» What this exercise asks
1. Quote the stretch of the AI Lab readme from "AI Lab is a" through "a user-uploaded CSV)".
2. Write the next part of the AI Lab readme, picking up after its final sentence.

>> start Passage

This is the repo for AI Lab from Code.org.

Downloads

2,468

Readme

ml-playground

This is the repo for AI Lab from Code.org.

Like the Dance Party and AI for Oceans repos, it is a standalone repo that is published and consumed by the main repo.

AI Lab is a highly configurable environment providing a student experience for doing the following:

  • loading tabular data (from a pre-loaded CSV with JSON metadata, or from a user-uploaded CSV)
  • choosing which column to predict (the label)
  • choosing which column(s) to use for the prediction (the features)
  • handling both categorical and continuous (numerical) columns
  • viewing per-column graphs and metadata
  • viewing custom CrossTab tables for comparing categorical columns
  • viewing scatter plot graphs for comparing continuous columns
  • using KNN classification or KNN regression to train a model
  • choosing the subset of data to reserve for validation
  • measuring accuracy of the resulting trained model using reserved data
  • using the trained model by doing predictions
  • saving the trained model to the server for use in App Lab

It can be run standalone for more rapid development, though its ultimate destination is to appear in Code Studio. When run standalone, it does not have all of the styling of Code Studio. It also calls stub functions for completion, saving a trained model, and indicating which Dynamic Instruction should be shown. The standalone runtime does have a dropdown for selecting which set of level parameters are used, in lieu of a level providing these parameters, and it also shows the current Dynamic Instruction identifier.

The standalone runtime is also deployed to https://code-dot-org.github.io/ml-playground/ though we might vary which branch is published there.

Demo recording

https://user-images.githubusercontent.com/2205926/125634349-a30d64f3-6e05-41ac-a2fc-b82ab794b18f.mov

Design notes

Navigation

The app uses a scene-by-scene approach, similar to AI for Oceans. It has centralized logic to handle whether the Previous and Next buttons should show, and separately whether they should be enabled. The app enforces a lot of required user actions simply by not enabling a button until a state has been set. For example, the user can't navigate forward from label selection until they have selected a label.

Dynamic Instructions

We wanted to make use of the existing instructions infrastructure provided by the main repo, which has things like text-to-speech support and authoring UI in levelbuilder. But we also wanted a way to provide dynamic instructions tailored to each scene in the app. We experimented with a variety of combinations, but they often led to a busy combination of lengthy instructions (since they were addressing every step in AI Lab) in the regular instruction panel at the top, along with custom instructions below in the AI Lab app area.

The creation of Dynamic Instructions was the breakthrough that gave us the best of both worlds. They can be authored in levelbuilder, use the existing text-to-speech system, and can also be used outside of AI Lab. They encourage instructions to be written for just the current panel on the screen. (They can also be triggered by other states in the app for specific instructions at those moments in time.) They do not dynamically resize, so the screen below them does not shift around, and they are guaranteed to always be fully readable without needing scrolling. And best of all, they empower curriculum designers to explain what's happening in each level with minimal changes required in the app itself. (That said, adding new Dynamic Instructions for specific states in the app is very easy.)

>> end Passage
>> start Extracted material

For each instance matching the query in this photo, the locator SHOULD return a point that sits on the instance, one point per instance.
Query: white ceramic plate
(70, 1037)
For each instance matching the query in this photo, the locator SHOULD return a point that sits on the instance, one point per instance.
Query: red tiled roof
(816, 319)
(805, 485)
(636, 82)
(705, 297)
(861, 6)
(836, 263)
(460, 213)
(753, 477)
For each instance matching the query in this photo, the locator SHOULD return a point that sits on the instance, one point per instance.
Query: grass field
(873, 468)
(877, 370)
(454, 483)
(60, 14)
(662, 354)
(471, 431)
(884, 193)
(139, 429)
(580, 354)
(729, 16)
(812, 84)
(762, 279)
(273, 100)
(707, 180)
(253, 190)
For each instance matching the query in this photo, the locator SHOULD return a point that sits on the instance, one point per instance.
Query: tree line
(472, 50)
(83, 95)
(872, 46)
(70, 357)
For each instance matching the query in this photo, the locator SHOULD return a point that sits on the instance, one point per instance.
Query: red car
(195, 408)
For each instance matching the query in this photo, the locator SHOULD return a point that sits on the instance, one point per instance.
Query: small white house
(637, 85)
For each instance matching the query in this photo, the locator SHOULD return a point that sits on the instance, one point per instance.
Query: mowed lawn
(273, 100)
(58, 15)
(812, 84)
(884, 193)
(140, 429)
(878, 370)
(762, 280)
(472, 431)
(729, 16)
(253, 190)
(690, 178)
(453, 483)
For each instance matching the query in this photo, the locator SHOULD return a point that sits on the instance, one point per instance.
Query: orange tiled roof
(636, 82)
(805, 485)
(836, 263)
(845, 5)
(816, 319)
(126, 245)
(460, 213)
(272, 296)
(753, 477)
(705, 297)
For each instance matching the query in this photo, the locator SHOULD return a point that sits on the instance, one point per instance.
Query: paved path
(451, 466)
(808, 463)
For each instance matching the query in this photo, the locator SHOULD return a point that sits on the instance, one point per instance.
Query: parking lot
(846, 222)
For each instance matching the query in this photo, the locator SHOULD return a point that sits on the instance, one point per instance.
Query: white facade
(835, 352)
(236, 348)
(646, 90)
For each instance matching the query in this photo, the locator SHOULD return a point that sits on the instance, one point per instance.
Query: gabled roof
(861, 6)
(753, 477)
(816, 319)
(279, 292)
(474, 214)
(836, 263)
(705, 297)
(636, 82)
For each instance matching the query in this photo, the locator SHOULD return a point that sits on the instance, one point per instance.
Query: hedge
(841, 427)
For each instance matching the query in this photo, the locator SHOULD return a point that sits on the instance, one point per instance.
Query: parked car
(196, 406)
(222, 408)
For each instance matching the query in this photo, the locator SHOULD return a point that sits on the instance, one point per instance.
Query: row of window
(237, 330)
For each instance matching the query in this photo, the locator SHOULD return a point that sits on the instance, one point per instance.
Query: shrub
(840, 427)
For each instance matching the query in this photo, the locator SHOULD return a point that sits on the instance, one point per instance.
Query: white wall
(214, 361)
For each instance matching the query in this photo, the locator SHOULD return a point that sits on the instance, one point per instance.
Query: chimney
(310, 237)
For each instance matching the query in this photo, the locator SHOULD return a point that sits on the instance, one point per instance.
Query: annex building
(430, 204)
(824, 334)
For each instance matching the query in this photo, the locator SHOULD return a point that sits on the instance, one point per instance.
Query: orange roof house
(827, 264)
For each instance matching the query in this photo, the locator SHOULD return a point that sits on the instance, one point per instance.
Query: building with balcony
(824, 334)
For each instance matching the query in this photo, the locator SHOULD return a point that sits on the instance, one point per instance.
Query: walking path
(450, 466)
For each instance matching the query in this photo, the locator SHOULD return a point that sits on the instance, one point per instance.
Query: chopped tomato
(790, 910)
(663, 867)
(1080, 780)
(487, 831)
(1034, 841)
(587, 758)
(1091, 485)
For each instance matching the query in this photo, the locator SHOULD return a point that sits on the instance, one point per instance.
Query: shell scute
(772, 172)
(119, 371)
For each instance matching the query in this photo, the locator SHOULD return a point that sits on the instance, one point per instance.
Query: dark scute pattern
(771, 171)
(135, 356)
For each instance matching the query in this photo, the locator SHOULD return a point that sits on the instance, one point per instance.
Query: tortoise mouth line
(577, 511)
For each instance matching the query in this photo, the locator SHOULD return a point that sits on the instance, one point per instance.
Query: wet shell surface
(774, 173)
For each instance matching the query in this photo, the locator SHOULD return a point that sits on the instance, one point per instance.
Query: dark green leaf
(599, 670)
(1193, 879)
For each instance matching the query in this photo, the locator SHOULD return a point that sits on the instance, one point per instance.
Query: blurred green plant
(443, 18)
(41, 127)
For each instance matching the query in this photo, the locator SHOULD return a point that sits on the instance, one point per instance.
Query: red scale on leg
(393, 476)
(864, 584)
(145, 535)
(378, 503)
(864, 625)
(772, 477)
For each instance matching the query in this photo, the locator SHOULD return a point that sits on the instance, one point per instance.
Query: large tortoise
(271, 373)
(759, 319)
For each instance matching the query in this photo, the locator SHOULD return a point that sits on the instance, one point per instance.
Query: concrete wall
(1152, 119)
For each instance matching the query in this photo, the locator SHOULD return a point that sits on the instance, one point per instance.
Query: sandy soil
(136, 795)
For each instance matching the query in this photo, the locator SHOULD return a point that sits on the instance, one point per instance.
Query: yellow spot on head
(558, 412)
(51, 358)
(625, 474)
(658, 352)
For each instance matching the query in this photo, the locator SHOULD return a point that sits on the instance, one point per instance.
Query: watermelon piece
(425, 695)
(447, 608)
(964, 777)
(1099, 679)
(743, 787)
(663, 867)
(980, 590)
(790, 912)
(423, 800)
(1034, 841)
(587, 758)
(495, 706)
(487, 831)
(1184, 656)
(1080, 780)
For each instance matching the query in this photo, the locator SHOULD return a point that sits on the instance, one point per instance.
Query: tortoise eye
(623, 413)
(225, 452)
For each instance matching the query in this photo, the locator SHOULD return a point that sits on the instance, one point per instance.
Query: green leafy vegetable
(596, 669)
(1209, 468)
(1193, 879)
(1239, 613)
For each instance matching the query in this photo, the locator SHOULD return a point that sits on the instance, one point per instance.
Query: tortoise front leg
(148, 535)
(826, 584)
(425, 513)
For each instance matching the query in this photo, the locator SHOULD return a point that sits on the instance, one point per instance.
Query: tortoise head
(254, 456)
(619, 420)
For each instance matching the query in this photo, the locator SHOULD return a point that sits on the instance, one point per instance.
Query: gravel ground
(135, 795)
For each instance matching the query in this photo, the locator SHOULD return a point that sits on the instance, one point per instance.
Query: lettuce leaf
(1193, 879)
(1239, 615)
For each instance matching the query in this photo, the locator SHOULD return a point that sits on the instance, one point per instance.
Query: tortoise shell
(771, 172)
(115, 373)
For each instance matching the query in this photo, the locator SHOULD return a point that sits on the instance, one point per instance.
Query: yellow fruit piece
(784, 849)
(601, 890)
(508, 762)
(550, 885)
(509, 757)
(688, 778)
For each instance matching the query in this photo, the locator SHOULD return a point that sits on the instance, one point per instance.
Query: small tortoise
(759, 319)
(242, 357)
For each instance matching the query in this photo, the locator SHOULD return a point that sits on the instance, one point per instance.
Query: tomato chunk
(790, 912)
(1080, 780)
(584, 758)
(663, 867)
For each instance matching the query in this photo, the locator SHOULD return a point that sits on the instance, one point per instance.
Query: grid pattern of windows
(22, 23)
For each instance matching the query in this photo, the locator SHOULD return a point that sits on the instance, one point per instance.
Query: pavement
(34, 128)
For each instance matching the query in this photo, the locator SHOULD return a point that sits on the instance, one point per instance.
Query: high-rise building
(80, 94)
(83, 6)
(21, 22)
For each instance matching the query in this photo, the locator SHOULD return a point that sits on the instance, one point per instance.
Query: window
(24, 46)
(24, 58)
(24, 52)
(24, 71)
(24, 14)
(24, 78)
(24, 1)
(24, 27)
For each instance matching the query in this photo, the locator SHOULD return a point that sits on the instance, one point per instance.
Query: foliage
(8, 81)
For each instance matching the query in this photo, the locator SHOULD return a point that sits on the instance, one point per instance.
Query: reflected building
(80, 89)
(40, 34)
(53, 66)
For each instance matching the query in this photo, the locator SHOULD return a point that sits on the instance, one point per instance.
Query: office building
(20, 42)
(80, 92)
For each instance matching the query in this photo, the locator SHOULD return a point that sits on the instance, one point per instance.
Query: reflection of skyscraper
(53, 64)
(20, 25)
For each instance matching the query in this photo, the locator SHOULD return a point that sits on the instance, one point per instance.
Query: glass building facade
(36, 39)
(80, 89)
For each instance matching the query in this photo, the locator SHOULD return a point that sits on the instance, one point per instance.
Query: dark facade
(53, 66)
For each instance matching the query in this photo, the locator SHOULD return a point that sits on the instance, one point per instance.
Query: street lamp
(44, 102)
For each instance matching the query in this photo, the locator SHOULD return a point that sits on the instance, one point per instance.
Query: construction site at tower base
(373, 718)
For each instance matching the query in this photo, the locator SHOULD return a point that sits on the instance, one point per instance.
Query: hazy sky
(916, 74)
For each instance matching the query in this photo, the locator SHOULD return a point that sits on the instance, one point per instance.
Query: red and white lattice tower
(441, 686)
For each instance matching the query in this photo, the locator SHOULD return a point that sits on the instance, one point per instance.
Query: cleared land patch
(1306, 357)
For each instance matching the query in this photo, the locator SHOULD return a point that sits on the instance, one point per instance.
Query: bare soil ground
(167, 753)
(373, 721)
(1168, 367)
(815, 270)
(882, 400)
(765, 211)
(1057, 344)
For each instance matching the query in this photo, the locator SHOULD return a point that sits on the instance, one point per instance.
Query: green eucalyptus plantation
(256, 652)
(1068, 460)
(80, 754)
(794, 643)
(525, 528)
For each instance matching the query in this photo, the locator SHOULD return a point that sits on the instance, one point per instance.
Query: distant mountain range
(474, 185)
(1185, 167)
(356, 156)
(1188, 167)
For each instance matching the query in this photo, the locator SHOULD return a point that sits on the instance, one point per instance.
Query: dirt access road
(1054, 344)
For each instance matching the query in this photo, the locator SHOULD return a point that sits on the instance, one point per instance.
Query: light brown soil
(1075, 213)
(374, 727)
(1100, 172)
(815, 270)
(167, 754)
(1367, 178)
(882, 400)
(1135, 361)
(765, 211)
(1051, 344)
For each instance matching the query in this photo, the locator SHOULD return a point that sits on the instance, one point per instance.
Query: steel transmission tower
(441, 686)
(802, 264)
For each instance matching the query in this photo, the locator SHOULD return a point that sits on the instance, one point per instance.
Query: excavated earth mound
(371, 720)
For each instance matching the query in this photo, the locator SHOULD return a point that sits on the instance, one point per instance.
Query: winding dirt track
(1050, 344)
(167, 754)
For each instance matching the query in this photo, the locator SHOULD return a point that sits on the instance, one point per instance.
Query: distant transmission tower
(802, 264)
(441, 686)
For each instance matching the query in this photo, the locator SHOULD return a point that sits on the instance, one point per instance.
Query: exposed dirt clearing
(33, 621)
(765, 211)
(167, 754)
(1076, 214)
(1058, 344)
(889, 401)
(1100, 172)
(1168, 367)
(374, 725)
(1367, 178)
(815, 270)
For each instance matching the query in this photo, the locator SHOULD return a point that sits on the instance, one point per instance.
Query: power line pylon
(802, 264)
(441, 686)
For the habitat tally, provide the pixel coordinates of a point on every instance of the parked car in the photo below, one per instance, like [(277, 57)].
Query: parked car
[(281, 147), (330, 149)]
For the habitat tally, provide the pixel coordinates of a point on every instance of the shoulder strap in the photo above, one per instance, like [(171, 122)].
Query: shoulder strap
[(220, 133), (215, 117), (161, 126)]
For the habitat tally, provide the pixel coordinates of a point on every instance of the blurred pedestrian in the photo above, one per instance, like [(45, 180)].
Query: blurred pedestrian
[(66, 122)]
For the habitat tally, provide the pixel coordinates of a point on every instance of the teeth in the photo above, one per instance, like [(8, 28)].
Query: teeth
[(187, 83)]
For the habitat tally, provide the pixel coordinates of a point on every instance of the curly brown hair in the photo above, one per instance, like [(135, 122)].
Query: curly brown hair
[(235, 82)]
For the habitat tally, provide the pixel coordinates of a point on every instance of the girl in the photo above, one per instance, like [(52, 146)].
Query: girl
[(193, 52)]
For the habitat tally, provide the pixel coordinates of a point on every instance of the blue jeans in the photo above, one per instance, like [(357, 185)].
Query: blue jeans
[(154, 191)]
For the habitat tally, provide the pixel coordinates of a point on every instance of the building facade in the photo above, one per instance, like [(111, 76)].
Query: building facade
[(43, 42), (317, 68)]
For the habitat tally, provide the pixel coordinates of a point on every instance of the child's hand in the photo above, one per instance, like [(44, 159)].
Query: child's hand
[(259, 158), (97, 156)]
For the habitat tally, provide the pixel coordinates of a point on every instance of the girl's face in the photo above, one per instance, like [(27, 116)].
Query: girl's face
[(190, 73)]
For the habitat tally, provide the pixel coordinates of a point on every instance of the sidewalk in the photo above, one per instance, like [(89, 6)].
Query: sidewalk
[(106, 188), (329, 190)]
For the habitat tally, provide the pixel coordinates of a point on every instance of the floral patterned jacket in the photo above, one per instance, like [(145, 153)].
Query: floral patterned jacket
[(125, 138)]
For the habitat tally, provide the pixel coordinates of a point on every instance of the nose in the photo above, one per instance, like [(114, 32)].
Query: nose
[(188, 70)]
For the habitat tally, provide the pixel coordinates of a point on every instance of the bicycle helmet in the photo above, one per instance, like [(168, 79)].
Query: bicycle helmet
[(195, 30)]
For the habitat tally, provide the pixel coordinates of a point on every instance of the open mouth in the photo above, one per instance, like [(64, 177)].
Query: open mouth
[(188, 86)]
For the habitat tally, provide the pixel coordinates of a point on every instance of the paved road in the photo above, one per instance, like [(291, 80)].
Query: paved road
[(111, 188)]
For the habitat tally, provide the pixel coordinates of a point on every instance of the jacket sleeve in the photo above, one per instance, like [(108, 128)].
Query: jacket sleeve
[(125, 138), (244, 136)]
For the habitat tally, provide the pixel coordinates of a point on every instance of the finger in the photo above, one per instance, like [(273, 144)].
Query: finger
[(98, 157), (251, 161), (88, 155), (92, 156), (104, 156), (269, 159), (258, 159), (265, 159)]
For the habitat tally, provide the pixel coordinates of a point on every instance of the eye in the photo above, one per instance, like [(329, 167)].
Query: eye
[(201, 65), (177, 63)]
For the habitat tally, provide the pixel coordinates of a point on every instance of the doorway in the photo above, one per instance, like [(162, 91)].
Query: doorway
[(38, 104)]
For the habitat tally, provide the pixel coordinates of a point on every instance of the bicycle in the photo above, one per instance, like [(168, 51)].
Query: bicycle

>> end Extracted material

» Task-by-task outputs
1.
AI Lab is a highly configurable environment providing a student experience for doing the following:

  • loading tabular data (from a pre-loaded CSV with JSON metadata, or from a user-uploaded CSV)

2.
Responsiveness

The app is horizontally responsive, though it doesn't need to collapse all the way to mobile widths because our host site manages the viewport on mobile devices and also enforces landscape viewing.

The app is vertically responsive, and uses flexbox to fill the vertical space with a combination of fixed- and variable-height elements.

Adding a dataset

To add a new "pre-canned" dataset to the tool, add three files - .csv, .json, and .jpg - to this directory. Then add the dataset to this file.

Take care that each column is correctly listed in the .json file, and test that it's working in the tool by highlighting each column and ensuring that its metadata shows correctly in the panel on the right.

Scenes:

Select dataset

This is usually the first scene, and can offer selection of both "pre-canned" datasets, which have accompanying metadata, or user-uploaded CSV. The tiles use an art style somewhat consistent with that used elsewhere in our product. There is a fun "grow" animation on tile hover, just to feel a little more interactive, which is reused for the A.I. bot head elsewhere in the app.

Data display (label & features)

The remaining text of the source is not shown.